TASK A:
Using the adventure review, answer these questions:
(i) Who built the flying ice castle outside the village?
(ii) Where does the reviewer think the party most likely ends up after this book?
(iii) How many dragons does the review say actually appear in this adventure?
TASK B:
Continue the adventure review, picking up after its final point about repetition.

TEXT SEGMENT:
+--

Outside the village is a flying ice castle built by cloud giants, sitting on the ground making preparations to leave with a load of treasure for the cult. Once aboard the party will encounter a wild mix of exotic foes including giants, undead, wizards, and dragons, along with some powerful cult leaders. This is a potentially spectacular finale as the characters could end up dead, in charge of a flying castle, or bailing out as it crashes into a mountaintop, depending on how things go. Even here there are allies to be made so wholesale slaughter is not the only option.

The Next Book
There's a little bit of information about what happens in the next book and it looks like it commits the major sin of assuming the PCs fail at stopping the cult's activities in order to keep it's big finale intact. I hope that it doesn't, or that it has some good reasoning as to why. There's no real clue as to how the next adventure will pick up, so for now a DM won't know if there's anything particularly plot-important that needs to be taken into account. Most likely the party ends up in the Spine of the World, waiting for book 2 to begin.


A few overall points:
  • There are detailed maps of each action location, from the first village being raided to the bandit camps and each of the buildings, This is good, even if you don't play with a grid.
  • There is a serious lack of regional maps for an adventure that involves so much travel. There's no detail for the starting area in chapters 1-3, there's no map of the caravan's travel route in chapter 4 or chapter 5, there's no map of the swamp in chapter 6, nor of the area around chapters 7&8. Players sometimes wander, and if you're going to include some random and some set encounters for an area, it would be nice to have a map to help focus on the travel and exploration parts of the adventure.
  • The maps have some missing keys, a pet peeve of mine as it plagues way too many published adventures. This could have been a lot better.
  • The monsters for chapters 1-6 are fairly mundane - I suspect players will be pretty tired of fighting cultists and kobolds. There are other creatures in the mix in different chapters but these two things are constant. For a dragon-focused adventure, there's not a lot of actual "dragon" in this one, basically one at the beginning and one at the end. In most other editions of the game dragons come in different sizes, so an encounter somewhere with a smallish one might have livened things up.
  • There is a lot of repetition in this adventure. Chapter 3 is "go back to chapter 2." Chapter 5 repeats some of chapter 4. Chapter 6 is a castle full of bad guys, chapter 7 is a house full of bad guys, and chapter 8 is a flying castle full of bad guys. Some kind of NPC meetup or visit to a friendly town (for longer than an hour) would help break this up.

+--

INFORMATION SUPPLIED:
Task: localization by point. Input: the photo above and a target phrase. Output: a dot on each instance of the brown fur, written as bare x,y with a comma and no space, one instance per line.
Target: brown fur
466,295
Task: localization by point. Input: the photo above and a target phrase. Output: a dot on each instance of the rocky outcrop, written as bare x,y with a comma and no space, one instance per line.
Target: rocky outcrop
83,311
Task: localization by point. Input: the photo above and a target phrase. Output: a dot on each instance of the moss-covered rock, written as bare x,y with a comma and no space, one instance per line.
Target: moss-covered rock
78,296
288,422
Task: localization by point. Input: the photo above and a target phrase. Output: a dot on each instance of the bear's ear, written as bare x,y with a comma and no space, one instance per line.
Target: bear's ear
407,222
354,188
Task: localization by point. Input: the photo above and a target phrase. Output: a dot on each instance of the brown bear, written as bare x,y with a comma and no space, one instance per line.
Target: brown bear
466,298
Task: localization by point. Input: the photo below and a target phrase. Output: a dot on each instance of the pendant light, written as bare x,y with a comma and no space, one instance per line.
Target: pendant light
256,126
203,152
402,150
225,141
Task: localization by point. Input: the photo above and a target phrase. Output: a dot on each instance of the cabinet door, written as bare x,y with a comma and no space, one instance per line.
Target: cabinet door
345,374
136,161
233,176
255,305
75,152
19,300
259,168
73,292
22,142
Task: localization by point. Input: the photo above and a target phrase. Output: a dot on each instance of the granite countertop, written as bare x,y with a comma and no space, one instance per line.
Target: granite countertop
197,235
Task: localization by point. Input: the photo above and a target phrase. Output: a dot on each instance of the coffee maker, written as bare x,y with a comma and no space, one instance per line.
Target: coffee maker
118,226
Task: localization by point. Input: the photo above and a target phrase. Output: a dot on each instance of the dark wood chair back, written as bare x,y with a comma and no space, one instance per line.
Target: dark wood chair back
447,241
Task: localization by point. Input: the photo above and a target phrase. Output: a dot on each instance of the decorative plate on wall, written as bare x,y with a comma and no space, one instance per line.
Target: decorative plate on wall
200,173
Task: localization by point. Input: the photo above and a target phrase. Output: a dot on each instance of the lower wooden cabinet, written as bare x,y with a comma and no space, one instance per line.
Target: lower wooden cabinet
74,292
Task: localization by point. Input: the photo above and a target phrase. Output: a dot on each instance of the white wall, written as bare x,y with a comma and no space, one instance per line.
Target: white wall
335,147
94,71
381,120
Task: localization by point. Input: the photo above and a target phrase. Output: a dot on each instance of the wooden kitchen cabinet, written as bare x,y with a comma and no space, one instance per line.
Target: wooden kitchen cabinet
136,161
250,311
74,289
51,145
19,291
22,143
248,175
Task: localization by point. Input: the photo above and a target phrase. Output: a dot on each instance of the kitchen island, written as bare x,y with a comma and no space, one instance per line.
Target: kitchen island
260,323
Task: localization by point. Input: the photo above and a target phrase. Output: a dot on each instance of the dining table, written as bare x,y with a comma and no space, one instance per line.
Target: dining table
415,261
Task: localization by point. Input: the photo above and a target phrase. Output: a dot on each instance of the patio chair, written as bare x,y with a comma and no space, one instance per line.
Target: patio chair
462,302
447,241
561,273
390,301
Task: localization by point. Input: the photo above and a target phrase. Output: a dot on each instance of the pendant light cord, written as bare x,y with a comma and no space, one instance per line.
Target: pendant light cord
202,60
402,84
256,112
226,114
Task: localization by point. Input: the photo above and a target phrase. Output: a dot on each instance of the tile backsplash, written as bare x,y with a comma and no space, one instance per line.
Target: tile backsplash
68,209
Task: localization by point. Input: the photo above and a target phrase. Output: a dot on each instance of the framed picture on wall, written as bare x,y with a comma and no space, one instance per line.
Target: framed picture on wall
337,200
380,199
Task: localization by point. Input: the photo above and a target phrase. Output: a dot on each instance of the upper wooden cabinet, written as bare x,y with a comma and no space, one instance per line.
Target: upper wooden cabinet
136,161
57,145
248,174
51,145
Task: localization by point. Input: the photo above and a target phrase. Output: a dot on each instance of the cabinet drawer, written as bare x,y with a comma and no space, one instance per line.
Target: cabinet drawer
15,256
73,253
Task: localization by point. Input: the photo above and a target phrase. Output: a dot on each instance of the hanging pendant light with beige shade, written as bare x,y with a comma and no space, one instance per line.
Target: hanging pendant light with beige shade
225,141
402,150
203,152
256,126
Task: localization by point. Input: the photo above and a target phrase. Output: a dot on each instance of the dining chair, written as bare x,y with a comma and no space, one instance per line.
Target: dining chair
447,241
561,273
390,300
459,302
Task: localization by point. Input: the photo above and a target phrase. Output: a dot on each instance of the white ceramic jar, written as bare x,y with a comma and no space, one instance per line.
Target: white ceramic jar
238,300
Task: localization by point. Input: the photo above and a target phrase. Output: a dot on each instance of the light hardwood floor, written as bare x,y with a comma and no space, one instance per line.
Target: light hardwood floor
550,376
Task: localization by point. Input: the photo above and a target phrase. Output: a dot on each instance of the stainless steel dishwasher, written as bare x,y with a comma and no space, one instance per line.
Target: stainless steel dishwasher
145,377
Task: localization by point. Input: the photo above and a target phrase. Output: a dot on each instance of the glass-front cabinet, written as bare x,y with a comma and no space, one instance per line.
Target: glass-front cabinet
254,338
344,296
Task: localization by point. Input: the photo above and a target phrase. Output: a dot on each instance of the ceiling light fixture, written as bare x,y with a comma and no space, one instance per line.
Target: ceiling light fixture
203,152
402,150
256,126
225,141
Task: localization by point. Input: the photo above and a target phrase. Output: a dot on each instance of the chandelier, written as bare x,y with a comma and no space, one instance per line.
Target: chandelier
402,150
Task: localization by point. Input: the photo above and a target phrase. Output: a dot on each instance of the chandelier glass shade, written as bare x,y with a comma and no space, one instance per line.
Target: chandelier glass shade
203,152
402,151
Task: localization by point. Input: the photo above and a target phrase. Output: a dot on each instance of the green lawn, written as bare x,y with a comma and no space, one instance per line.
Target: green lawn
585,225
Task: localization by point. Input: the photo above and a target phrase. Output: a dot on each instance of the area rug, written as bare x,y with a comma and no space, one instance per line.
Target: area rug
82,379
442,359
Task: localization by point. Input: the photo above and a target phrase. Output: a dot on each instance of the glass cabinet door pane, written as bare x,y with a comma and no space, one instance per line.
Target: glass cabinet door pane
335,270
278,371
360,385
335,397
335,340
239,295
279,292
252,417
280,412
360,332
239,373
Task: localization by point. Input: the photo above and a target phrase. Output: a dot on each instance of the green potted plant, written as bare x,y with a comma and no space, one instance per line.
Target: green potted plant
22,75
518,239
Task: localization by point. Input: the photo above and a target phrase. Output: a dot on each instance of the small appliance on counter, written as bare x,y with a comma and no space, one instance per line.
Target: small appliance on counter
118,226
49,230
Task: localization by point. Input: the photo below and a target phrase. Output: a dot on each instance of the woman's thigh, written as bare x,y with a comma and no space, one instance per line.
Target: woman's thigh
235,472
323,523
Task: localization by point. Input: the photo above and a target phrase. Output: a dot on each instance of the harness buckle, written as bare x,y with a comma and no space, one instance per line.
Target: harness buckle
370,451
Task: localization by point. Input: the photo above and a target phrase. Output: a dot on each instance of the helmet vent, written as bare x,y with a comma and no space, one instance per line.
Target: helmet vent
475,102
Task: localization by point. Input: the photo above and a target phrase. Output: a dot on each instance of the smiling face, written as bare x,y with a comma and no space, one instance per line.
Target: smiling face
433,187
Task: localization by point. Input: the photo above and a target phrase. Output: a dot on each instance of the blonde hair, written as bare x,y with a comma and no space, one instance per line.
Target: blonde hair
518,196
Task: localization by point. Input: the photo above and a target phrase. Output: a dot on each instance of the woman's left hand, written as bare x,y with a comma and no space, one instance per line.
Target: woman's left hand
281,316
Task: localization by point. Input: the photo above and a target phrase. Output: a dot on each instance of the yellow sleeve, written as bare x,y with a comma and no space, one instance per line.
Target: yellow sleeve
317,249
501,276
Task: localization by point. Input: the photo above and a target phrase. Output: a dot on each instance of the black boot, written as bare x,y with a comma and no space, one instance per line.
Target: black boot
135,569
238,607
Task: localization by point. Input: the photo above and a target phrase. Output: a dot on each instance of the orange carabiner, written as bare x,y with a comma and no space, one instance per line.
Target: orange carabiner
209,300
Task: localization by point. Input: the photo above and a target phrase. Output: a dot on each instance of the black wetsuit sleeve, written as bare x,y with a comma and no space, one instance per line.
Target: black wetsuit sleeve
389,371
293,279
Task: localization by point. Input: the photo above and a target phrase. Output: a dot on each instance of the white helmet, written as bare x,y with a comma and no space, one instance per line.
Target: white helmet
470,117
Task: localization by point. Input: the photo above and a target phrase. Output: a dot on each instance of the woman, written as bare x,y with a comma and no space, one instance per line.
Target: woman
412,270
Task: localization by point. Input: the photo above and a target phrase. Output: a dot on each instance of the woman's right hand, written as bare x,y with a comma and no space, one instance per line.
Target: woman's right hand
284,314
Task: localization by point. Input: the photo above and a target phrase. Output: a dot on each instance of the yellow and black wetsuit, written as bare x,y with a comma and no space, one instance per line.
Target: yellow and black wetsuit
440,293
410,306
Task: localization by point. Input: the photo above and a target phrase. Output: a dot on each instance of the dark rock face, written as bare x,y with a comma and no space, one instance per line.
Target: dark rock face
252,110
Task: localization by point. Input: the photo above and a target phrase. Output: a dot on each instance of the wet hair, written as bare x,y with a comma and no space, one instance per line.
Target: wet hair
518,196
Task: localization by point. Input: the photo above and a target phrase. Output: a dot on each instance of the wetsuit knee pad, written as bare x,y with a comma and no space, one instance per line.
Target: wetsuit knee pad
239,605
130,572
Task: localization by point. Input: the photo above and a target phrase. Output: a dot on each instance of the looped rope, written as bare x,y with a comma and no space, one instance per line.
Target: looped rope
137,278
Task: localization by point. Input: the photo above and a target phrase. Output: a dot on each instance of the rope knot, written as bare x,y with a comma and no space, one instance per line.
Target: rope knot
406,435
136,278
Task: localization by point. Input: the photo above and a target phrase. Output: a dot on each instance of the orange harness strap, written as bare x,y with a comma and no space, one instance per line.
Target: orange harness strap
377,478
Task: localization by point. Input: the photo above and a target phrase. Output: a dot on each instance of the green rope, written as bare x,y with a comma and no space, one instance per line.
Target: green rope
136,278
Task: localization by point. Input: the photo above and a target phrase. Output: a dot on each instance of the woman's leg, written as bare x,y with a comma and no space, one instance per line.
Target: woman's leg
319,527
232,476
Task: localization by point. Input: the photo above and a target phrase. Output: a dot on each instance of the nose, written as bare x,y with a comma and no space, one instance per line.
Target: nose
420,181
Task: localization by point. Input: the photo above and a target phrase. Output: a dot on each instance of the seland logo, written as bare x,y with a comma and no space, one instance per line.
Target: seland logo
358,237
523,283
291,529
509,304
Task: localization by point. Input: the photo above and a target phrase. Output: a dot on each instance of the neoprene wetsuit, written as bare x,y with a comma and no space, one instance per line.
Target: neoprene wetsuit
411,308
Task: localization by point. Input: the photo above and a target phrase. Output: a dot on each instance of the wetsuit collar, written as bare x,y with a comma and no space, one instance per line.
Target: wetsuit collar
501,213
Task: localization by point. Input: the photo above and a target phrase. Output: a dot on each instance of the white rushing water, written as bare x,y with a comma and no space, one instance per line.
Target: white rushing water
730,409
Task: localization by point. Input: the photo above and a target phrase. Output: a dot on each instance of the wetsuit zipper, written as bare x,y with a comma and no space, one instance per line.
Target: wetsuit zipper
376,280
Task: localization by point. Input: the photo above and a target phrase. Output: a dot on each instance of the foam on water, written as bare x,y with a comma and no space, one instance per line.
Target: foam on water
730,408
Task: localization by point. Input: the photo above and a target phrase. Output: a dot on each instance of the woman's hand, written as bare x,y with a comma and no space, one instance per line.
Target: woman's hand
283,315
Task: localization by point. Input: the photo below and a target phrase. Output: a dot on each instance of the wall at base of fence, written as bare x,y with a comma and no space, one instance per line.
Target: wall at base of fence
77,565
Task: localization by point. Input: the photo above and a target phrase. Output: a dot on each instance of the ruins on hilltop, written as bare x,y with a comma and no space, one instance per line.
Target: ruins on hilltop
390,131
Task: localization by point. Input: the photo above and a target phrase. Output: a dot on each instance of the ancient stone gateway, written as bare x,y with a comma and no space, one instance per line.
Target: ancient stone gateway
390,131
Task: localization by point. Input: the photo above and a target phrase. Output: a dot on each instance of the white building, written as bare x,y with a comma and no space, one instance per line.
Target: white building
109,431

+--

TASK RESPONSE A:
(i) Cloud giants.
(ii) In the Spine of the World, waiting for book 2 to begin.
(iii) Basically two: one at the beginning and one at the end.

TASK RESPONSE B:
  • There is also railroading. A lot of NPC type railroading, where NPC's either make offers that must be accepted or possess information that must be acquired for the rest of the adventure to make sense. Most of this I think I could handle in play well enough but that doesn't make it right. There are a lot of places where assumptions are made, particularly regarding NPC's, and those are tough sometimes. If you have a contrarian PC (or player), or an anti-authority type, or a no-compromising-with-evil type (none of these are particularly wrong or particularly uncommon) then they may shoot off of the rails pretty quickly. 
Modifications I Would Make
  • I would encourage the party to hit the camp and the cave in one go.
  • I don't think the village at the beginning of chapter 8 is necessary.  I would just have the castle grounded near the lodge -or- I would just have a teleport link from the lodge to the castle directly.
  • There are weak links between chapters 5&6 and 7&8 so those need to be shored up or handled in a very different way. They're far enough in that I would have to play it on the fly and given the right party this might be a total non-issue. The 7-8 link is easier to handle - just let the party see the thing landing near the lodge or give them a clue that one of the teleport gates leads to it.
  • Magic items seem pretty weak and pretty boring for a party that's supposed to be hitting 8th level at the end but that's easy enough to solve. The big showpiece from a dragon's hoard at that point shouldn't be a +1 sword - bleah. Give it a name and a description, at least.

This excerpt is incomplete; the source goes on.